**OBJECTIVE:**
Rewrite all of the data below as a JSON array of strings, one string per line, and leave out any blank lines.

Labeled area outline items
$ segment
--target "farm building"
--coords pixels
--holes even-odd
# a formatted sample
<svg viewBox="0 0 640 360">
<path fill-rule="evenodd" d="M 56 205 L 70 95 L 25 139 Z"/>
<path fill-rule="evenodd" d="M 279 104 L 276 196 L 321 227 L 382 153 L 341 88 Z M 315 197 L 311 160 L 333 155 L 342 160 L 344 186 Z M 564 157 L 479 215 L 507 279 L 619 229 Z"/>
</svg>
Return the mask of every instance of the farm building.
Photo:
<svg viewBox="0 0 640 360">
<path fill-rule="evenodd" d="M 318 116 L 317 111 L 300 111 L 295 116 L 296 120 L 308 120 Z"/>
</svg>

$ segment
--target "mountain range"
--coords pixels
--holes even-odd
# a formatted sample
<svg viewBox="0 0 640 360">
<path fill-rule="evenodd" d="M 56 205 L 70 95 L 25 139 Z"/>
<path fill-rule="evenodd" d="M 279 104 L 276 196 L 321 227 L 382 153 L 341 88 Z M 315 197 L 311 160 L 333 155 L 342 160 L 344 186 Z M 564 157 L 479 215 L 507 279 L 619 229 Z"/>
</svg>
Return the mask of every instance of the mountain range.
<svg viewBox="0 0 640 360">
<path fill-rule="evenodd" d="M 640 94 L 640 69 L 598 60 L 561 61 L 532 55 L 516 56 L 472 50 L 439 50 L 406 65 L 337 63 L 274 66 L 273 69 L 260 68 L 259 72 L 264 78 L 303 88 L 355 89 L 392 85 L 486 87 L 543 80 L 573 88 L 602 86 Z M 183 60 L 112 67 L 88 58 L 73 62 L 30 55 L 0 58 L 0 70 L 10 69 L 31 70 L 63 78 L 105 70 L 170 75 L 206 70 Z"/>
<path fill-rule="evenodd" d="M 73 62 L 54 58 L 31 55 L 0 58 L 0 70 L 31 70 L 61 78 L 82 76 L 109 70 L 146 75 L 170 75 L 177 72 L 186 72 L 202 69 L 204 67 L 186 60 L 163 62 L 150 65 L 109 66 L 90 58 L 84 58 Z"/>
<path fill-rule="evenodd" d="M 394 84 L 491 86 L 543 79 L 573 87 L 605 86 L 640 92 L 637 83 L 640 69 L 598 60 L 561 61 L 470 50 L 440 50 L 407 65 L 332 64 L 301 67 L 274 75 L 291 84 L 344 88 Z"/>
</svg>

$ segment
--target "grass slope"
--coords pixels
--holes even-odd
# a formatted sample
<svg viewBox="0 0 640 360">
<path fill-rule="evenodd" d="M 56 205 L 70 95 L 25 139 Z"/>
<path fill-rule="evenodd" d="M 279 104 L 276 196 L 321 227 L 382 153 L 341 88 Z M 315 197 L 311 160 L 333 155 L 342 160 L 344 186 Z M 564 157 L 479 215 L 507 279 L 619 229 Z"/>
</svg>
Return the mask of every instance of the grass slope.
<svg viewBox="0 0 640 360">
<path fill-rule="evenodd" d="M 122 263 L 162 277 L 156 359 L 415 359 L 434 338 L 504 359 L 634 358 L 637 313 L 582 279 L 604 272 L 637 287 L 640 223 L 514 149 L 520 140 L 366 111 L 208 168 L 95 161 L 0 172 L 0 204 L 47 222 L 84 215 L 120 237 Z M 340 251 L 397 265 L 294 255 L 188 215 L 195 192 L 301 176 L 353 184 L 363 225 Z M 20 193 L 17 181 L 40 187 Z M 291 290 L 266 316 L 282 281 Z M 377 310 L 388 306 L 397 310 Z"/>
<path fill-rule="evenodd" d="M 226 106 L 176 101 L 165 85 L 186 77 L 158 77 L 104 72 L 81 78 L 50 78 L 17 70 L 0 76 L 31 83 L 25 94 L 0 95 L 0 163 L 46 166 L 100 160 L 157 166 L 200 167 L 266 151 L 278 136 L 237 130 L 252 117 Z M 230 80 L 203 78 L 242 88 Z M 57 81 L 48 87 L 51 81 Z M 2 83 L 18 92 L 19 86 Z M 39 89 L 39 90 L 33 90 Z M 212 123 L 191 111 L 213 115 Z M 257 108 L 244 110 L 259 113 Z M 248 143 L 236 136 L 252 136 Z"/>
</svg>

**EXERCISE ANSWER:**
[
  "$ segment",
  "--target \"farm building\"",
  "--coords pixels",
  "--holes even-odd",
  "# a formatted sample",
  "<svg viewBox=\"0 0 640 360\">",
  "<path fill-rule=\"evenodd\" d=\"M 56 205 L 70 95 L 25 139 Z\"/>",
  "<path fill-rule=\"evenodd\" d=\"M 279 104 L 276 196 L 321 227 L 382 153 L 341 88 Z M 315 197 L 311 160 L 333 155 L 342 160 L 344 186 Z M 564 157 L 479 215 L 507 279 L 619 229 Z\"/>",
  "</svg>",
  "Return the mask of every instance of the farm building.",
  "Photo:",
  "<svg viewBox=\"0 0 640 360\">",
  "<path fill-rule=\"evenodd\" d=\"M 318 116 L 317 111 L 300 111 L 295 116 L 296 120 L 308 120 Z\"/>",
  "</svg>",
  "$ segment",
  "--target \"mountain range\"",
  "--coords pixels",
  "--holes even-odd",
  "# a formatted sample",
  "<svg viewBox=\"0 0 640 360\">",
  "<path fill-rule=\"evenodd\" d=\"M 56 205 L 70 95 L 25 139 Z\"/>",
  "<path fill-rule=\"evenodd\" d=\"M 279 104 L 276 196 L 321 227 L 382 153 L 341 88 Z M 315 197 L 311 160 L 333 155 L 342 160 L 344 186 Z M 564 157 L 479 215 L 507 279 L 619 229 Z\"/>",
  "</svg>",
  "Return the mask of every instance of the mountain range.",
  "<svg viewBox=\"0 0 640 360\">",
  "<path fill-rule=\"evenodd\" d=\"M 640 94 L 640 69 L 598 60 L 561 61 L 532 55 L 516 56 L 472 50 L 439 50 L 406 65 L 337 63 L 274 66 L 273 69 L 260 68 L 259 72 L 264 78 L 303 88 L 355 89 L 392 85 L 486 87 L 543 80 L 573 88 L 602 86 Z M 183 60 L 112 67 L 88 58 L 73 62 L 30 55 L 0 58 L 0 70 L 10 69 L 31 70 L 63 78 L 105 70 L 170 75 L 206 70 Z\"/>",
  "<path fill-rule=\"evenodd\" d=\"M 73 62 L 54 58 L 31 55 L 0 58 L 0 70 L 31 70 L 61 78 L 82 76 L 109 70 L 146 75 L 170 75 L 177 72 L 186 72 L 202 69 L 204 67 L 186 60 L 163 62 L 150 65 L 109 66 L 90 58 L 84 58 Z\"/>",
  "<path fill-rule=\"evenodd\" d=\"M 394 84 L 491 86 L 543 79 L 573 87 L 605 86 L 640 92 L 637 83 L 640 69 L 598 60 L 561 61 L 470 50 L 440 50 L 407 65 L 332 64 L 301 67 L 274 75 L 291 84 L 344 88 Z\"/>",
  "</svg>",
  "$ segment",
  "--target \"grass slope\"",
  "--coords pixels",
  "--holes even-odd",
  "# a formatted sample",
  "<svg viewBox=\"0 0 640 360\">",
  "<path fill-rule=\"evenodd\" d=\"M 56 205 L 70 95 L 25 139 Z\"/>",
  "<path fill-rule=\"evenodd\" d=\"M 279 104 L 276 196 L 321 227 L 382 153 L 341 88 Z M 315 197 L 311 160 L 333 155 L 342 160 L 344 186 Z M 564 157 L 479 215 L 507 279 L 619 229 Z\"/>",
  "</svg>",
  "Return the mask of every instance of the grass slope.",
  "<svg viewBox=\"0 0 640 360\">",
  "<path fill-rule=\"evenodd\" d=\"M 122 263 L 162 277 L 156 359 L 415 359 L 434 338 L 504 359 L 634 358 L 637 313 L 582 279 L 604 272 L 637 287 L 640 223 L 514 149 L 520 140 L 366 111 L 208 168 L 95 161 L 0 172 L 0 204 L 47 222 L 84 215 L 120 237 Z M 340 251 L 397 265 L 294 255 L 188 215 L 195 192 L 301 176 L 353 184 L 363 225 Z M 20 193 L 17 181 L 40 187 Z M 291 290 L 266 316 L 282 281 Z M 377 310 L 388 306 L 397 310 Z\"/>",
  "<path fill-rule=\"evenodd\" d=\"M 226 106 L 176 101 L 165 85 L 186 77 L 158 77 L 104 72 L 81 78 L 50 78 L 17 70 L 0 76 L 31 83 L 25 94 L 0 95 L 0 163 L 46 166 L 100 160 L 157 166 L 200 167 L 266 151 L 278 136 L 237 130 L 252 117 Z M 230 80 L 203 78 L 242 88 Z M 57 81 L 48 87 L 51 81 Z M 2 83 L 18 92 L 19 86 Z M 39 89 L 39 90 L 33 90 Z M 212 123 L 191 111 L 213 115 Z M 257 108 L 244 110 L 259 113 Z M 248 143 L 236 136 L 252 136 Z\"/>",
  "</svg>"
]